— BEGIN —

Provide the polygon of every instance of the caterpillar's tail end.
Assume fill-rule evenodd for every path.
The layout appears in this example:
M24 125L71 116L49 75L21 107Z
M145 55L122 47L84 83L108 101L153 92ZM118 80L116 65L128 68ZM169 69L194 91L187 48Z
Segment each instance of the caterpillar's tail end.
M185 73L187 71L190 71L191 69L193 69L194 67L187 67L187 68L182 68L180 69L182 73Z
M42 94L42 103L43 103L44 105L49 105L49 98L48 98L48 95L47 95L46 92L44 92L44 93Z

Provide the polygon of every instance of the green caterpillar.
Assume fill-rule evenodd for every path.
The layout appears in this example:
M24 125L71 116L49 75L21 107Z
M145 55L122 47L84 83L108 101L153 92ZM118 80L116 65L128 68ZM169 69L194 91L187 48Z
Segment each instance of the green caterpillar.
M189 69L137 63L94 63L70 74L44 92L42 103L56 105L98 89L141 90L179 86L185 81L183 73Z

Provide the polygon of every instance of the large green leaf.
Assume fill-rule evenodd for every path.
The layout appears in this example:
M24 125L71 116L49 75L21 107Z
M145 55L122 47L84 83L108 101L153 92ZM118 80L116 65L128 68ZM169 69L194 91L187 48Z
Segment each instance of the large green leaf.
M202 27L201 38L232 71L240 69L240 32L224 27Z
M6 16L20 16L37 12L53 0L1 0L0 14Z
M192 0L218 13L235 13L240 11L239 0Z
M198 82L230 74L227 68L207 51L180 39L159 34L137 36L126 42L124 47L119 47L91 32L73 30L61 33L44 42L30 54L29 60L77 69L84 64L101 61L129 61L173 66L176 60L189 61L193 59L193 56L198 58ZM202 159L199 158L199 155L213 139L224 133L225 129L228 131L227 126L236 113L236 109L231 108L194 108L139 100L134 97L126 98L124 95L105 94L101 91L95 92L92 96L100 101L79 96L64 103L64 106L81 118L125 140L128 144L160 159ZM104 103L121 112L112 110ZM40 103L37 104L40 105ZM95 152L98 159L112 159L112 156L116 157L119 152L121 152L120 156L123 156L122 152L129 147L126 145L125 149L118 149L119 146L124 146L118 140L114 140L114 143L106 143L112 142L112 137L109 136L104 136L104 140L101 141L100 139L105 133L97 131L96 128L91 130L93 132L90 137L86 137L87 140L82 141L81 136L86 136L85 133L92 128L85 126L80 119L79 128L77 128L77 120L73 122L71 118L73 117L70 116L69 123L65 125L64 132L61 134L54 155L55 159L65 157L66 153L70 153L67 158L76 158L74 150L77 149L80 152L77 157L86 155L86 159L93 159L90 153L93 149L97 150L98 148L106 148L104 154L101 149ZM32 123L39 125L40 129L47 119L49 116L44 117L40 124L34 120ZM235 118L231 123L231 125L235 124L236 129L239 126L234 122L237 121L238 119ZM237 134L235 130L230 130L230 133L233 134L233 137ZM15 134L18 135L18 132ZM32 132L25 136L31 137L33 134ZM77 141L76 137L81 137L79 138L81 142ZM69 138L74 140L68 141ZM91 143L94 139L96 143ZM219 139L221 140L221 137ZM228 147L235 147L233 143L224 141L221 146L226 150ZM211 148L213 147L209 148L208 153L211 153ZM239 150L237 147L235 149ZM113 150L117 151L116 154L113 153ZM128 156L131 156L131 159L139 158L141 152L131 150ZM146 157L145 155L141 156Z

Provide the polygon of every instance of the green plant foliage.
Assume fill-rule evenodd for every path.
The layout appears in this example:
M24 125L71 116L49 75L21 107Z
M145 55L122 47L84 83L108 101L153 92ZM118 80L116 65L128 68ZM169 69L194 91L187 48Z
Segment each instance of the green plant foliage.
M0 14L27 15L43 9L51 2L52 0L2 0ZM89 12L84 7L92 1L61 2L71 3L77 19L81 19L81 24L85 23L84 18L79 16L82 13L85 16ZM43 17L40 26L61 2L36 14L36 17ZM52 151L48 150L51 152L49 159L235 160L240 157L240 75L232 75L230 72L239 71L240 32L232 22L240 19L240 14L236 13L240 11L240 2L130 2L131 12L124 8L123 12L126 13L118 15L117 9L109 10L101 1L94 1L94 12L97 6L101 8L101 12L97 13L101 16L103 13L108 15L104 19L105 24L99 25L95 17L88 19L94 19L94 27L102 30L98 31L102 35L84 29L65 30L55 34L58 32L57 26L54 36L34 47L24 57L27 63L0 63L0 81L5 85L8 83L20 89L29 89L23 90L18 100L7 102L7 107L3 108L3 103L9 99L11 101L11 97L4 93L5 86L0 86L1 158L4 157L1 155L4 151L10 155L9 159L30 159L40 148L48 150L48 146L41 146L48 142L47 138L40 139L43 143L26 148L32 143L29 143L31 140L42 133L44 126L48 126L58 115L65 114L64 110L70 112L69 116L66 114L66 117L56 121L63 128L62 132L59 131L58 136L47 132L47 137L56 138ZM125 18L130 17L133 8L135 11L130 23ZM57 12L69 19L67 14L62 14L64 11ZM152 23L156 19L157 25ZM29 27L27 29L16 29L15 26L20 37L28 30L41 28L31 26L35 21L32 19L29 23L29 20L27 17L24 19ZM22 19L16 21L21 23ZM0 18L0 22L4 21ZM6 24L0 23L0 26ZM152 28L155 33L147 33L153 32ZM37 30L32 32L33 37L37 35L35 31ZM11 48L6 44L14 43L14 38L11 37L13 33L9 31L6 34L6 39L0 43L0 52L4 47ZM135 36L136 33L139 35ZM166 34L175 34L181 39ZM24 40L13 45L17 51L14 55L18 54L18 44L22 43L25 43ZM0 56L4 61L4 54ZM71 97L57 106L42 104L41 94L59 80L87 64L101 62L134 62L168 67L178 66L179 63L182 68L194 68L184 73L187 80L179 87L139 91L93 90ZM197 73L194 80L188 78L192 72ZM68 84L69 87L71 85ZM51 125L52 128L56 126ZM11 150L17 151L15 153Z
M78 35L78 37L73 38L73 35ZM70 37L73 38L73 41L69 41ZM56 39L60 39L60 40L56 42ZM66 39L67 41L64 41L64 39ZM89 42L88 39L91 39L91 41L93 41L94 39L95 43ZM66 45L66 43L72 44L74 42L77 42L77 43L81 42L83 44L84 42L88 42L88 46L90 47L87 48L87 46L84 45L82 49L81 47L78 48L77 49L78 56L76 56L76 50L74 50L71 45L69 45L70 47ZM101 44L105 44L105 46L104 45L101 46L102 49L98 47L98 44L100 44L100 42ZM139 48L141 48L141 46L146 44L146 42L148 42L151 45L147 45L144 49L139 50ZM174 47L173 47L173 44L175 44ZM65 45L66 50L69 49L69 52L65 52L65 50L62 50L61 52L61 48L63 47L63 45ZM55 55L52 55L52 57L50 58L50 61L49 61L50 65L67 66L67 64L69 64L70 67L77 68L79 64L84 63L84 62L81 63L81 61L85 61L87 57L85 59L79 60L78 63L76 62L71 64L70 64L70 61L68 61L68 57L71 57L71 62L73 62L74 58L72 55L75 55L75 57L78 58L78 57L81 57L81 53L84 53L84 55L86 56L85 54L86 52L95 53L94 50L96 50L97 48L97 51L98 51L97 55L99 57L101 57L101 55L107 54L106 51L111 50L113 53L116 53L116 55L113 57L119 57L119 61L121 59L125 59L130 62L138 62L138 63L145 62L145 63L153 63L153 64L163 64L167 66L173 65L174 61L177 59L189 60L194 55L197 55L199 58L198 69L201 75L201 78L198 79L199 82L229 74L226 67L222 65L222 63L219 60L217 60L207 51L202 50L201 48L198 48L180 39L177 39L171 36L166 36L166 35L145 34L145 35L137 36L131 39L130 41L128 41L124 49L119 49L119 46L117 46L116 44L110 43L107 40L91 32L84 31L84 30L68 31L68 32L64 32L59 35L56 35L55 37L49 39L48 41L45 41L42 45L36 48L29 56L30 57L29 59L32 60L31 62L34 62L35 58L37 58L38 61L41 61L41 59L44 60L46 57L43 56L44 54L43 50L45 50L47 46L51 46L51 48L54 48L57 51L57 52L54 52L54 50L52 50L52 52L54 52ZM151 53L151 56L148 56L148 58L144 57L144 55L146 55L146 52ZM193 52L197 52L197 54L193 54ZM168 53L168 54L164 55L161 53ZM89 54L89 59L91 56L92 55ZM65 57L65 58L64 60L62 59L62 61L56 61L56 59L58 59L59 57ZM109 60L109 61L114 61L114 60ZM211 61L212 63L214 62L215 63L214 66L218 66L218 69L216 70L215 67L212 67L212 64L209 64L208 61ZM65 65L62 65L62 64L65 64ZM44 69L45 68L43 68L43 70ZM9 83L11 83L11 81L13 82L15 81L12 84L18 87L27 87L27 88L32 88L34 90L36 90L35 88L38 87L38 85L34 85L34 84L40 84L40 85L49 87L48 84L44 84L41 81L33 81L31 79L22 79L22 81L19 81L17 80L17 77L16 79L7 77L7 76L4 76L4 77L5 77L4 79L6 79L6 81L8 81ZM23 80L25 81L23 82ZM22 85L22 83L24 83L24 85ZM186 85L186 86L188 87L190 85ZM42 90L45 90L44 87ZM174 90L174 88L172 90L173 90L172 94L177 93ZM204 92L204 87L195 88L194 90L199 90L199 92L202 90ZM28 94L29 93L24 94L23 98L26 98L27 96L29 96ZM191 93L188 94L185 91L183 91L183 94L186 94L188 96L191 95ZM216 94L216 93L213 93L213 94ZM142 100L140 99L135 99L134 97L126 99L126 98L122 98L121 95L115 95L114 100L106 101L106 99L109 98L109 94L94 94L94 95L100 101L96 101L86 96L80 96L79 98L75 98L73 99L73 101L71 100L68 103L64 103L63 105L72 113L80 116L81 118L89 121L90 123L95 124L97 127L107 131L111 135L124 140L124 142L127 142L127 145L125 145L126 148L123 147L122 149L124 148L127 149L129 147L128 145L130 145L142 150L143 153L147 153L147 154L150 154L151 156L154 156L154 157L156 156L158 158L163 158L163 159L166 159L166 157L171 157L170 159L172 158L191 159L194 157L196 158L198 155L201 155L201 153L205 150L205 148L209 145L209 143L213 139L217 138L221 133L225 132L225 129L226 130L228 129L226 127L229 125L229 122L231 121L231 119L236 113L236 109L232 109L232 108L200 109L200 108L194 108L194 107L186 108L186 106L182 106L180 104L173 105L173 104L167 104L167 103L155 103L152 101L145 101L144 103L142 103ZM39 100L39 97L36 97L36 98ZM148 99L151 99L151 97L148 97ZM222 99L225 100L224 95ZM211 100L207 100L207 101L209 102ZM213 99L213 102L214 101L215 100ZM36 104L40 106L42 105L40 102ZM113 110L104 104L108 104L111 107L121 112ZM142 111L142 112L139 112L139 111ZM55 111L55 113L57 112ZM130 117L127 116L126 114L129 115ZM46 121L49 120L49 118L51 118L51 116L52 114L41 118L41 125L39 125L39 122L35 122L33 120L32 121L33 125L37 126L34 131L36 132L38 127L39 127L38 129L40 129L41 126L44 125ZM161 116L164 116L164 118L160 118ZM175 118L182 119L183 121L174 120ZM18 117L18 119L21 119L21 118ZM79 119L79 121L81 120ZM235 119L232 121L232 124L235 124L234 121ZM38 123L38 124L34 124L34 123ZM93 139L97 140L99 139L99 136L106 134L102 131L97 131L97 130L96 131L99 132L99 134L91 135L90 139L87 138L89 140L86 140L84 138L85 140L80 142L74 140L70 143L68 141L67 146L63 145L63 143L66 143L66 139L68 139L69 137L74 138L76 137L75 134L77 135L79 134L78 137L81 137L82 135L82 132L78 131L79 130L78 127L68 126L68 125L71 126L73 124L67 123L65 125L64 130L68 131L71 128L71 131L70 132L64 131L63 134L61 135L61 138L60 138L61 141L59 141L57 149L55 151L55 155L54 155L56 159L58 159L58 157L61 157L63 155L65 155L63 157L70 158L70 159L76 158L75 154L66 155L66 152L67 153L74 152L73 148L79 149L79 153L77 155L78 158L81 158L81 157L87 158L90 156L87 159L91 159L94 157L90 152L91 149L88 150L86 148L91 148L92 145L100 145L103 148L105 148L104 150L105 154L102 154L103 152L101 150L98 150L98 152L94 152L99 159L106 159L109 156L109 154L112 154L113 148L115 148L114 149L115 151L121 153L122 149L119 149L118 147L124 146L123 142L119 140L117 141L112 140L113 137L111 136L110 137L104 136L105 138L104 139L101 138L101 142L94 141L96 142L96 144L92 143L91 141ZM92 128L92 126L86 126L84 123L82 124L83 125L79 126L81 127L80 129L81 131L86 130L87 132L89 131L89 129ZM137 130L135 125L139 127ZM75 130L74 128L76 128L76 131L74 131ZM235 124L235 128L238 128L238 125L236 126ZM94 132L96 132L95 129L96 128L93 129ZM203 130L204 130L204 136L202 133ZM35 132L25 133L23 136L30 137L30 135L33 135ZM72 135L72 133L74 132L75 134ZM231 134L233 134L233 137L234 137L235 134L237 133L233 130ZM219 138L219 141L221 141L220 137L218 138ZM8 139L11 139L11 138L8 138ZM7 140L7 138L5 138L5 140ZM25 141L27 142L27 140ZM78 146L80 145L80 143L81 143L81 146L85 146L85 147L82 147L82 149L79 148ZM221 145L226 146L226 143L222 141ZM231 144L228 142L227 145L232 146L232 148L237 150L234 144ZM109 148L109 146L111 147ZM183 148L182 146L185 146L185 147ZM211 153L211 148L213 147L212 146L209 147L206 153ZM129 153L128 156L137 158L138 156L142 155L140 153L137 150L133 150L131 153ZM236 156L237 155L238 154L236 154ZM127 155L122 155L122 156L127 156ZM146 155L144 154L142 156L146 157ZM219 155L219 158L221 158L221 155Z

— END —

PROBLEM REQUIREMENTS - Please put the records, from their first line through the line containing "M185 73L187 71L190", into a Markdown table with a "No." column numbering each line and a "Text" column holding the line. Leave out blank lines.

ANSWER TO THE TASK -
| No. | Text |
|---|---|
| 1 | Provide the polygon of every instance of the caterpillar's tail end. |
| 2 | Assume fill-rule evenodd for every path. |
| 3 | The layout appears in this example: |
| 4 | M24 125L71 116L49 75L21 107Z |
| 5 | M145 55L122 47L84 83L108 101L153 92ZM118 80L116 65L128 68ZM169 69L194 91L187 48Z |
| 6 | Segment each instance of the caterpillar's tail end. |
| 7 | M185 73L187 71L190 71L191 69L193 69L194 67L187 67L187 68L182 68L180 69L182 73Z |